__Provided records__.
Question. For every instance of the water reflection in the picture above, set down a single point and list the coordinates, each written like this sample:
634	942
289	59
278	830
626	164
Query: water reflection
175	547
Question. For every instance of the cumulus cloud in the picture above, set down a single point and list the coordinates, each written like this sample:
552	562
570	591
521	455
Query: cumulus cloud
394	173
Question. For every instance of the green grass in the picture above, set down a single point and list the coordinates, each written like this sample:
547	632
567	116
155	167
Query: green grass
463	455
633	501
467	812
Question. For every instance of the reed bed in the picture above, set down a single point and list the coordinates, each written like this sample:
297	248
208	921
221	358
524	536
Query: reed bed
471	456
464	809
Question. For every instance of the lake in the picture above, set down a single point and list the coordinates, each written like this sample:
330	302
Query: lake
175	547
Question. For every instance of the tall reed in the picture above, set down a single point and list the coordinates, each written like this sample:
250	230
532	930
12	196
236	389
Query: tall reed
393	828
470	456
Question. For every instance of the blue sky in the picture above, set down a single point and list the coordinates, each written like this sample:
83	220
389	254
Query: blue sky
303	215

__Problem requirements__. Retype each record above so that every word stays exactly the same.

__Answer for this exercise__.
Question. For every instance of the water reflection in the picture above, set down a single point and list the coordinates, each written like this sample:
634	942
289	59
278	830
626	164
Query: water reflection
175	547
Question. For every instance of the cumulus cloud in the picture above, set down a single point and list the coordinates, each written like this sample:
552	562
570	591
521	455
Query: cumulus cloud
394	173
Question. For every instance of the green grass in the picture above, set down a single point and list the coordinates, each written like this sample:
547	632
567	116
155	167
Query: green grass
463	455
633	501
467	812
Question. For every instance of the reed bed in the picture above, set down a single point and list the coordinates, each written like this sample:
297	248
208	921
221	358
524	536
Query: reed bed
471	456
464	809
Question. For every instance of the lake in the picture above, set down a single point and list the coordinates, each written like this sample:
330	302
Query: lake
175	547
Question. For every instance of the tall reed in the picture above, set down a single point and list the coordinates, each written like this sample:
250	230
532	930
12	196
236	389
Query: tall reed
393	828
470	456
Question. For every instance of the blue sky in the picture above, set down a single point and list the coordinates, each written like this sample:
83	220
389	254
Query: blue sky
303	215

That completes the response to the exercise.